◆ **WHAT IS REQUIRED**
Reproduce the material below without any change, starting at the line that contains "Where can the riverbank" and ending at the line that contains "column 549, row 190", with both of those lines included. Copy only that stretch.

◆ **PROVIDED MATERIAL**
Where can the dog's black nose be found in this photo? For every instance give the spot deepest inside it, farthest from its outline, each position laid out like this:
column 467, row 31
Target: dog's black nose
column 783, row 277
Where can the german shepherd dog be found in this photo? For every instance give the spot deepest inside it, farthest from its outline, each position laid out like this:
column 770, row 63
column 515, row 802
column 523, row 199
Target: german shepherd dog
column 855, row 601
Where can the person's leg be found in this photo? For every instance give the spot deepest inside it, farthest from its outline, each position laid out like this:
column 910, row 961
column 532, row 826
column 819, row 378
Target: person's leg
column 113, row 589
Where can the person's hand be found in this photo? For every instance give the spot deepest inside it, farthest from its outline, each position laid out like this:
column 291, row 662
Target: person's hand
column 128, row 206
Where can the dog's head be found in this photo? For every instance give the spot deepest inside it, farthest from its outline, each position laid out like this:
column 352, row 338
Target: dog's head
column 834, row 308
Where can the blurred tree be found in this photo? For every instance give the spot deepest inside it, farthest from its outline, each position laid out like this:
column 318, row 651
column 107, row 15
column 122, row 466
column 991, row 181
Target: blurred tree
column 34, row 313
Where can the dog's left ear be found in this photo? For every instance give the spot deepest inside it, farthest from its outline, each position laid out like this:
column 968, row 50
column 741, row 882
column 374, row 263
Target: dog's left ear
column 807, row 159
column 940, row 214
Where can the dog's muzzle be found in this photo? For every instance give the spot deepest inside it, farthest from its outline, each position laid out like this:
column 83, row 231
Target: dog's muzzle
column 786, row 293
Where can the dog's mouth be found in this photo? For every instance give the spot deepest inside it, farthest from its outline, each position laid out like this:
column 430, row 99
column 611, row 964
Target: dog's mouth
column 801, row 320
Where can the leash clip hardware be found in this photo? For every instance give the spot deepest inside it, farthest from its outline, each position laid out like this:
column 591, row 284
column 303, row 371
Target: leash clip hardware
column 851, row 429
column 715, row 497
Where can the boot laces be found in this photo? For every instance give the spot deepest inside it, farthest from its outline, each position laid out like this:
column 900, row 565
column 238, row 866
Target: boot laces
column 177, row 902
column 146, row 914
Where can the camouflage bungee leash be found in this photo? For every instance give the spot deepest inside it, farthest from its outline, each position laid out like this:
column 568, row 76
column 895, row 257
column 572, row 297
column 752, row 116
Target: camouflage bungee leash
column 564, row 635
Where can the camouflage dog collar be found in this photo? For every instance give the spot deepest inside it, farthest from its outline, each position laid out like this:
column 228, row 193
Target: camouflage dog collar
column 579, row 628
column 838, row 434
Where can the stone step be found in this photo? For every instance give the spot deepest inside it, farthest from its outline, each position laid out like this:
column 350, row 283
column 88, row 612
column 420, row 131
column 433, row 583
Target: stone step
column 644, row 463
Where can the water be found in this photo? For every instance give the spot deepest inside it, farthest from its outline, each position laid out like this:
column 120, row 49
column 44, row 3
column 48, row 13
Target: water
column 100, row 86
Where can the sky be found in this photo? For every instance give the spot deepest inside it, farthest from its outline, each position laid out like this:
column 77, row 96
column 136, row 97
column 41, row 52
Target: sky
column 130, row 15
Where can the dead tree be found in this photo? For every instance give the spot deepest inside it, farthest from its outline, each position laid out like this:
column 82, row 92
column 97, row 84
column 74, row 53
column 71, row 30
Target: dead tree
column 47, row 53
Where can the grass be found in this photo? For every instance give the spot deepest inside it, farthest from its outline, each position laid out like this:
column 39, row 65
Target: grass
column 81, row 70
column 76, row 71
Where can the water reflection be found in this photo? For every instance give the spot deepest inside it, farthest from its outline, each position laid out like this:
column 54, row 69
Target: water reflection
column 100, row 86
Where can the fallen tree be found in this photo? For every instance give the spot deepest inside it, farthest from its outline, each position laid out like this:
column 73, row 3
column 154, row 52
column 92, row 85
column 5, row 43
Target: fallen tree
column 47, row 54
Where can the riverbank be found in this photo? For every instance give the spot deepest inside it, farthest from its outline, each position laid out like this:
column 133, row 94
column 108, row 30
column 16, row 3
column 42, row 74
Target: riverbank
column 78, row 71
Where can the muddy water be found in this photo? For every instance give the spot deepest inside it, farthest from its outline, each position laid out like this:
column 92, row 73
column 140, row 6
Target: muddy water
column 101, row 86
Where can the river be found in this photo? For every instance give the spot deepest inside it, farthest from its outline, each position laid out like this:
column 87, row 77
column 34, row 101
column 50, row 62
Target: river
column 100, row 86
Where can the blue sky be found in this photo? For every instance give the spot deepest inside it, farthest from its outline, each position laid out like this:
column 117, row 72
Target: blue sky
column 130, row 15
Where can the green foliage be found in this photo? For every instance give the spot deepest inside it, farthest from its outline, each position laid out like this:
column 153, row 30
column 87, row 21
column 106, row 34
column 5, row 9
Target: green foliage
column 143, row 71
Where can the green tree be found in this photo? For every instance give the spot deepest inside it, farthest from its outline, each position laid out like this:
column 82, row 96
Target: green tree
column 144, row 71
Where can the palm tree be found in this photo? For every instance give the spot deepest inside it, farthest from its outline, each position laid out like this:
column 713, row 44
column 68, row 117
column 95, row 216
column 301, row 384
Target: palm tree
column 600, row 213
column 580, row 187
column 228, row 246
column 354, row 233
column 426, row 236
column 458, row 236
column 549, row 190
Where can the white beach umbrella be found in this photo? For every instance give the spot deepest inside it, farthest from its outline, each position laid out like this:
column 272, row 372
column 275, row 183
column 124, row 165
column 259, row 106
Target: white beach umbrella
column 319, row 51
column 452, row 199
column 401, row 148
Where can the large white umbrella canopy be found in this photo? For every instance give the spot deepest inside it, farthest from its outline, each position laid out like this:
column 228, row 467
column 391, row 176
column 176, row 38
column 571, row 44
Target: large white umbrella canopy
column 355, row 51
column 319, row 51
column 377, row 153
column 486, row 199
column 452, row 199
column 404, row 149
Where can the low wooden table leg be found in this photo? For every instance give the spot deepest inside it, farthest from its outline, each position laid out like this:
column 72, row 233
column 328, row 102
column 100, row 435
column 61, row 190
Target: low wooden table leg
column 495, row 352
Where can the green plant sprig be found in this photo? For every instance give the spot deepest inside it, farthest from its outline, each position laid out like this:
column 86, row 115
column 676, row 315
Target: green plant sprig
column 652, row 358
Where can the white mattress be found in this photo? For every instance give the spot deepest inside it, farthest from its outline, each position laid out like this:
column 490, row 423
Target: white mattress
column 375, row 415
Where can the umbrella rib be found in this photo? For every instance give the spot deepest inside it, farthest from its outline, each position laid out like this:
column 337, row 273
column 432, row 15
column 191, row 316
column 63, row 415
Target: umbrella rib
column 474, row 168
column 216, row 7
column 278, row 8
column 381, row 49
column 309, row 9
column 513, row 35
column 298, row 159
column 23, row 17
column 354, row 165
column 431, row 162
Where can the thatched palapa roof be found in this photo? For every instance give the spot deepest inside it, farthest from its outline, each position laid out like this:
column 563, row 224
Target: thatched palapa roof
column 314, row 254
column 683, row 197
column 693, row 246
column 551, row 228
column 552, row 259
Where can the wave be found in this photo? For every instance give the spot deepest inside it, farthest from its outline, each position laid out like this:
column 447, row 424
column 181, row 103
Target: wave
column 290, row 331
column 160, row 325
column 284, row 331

◆ **WORKED ANSWER**
Where can the riverbank be found in this photo? For every instance give the spot deepest inside it, farthest from its outline, each position laid out like this:
column 133, row 94
column 108, row 30
column 16, row 3
column 42, row 74
Target: riverbank
column 78, row 71
Where can the muddy water be found in this photo? For every instance give the spot deepest inside it, farthest from its outline, each position laid out like this:
column 92, row 73
column 140, row 6
Target: muddy water
column 101, row 86
Where can the river be found in this photo? For every instance give the spot deepest inside it, farthest from its outline, each position laid out like this:
column 87, row 77
column 34, row 101
column 50, row 62
Target: river
column 100, row 86
Where can the blue sky be found in this photo? For every instance give the spot deepest inside it, farthest from its outline, each position laid out like this:
column 117, row 72
Target: blue sky
column 130, row 15
Where can the green foliage be found in this photo? For every instance give the spot deepest inside it, farthest from its outline, each position laid out like this:
column 153, row 30
column 87, row 21
column 106, row 34
column 5, row 9
Target: green foliage
column 143, row 71
Where can the green tree be found in this photo? For every instance give the spot deepest inside it, farthest from its outline, each position laid out like this:
column 82, row 96
Target: green tree
column 144, row 71
Where can the palm tree be found in this photo? For every instance give the spot deepest inside it, farthest from its outline, each position laid out like this:
column 713, row 44
column 68, row 117
column 95, row 216
column 301, row 384
Target: palm tree
column 600, row 213
column 580, row 187
column 228, row 246
column 354, row 233
column 426, row 236
column 458, row 236
column 549, row 190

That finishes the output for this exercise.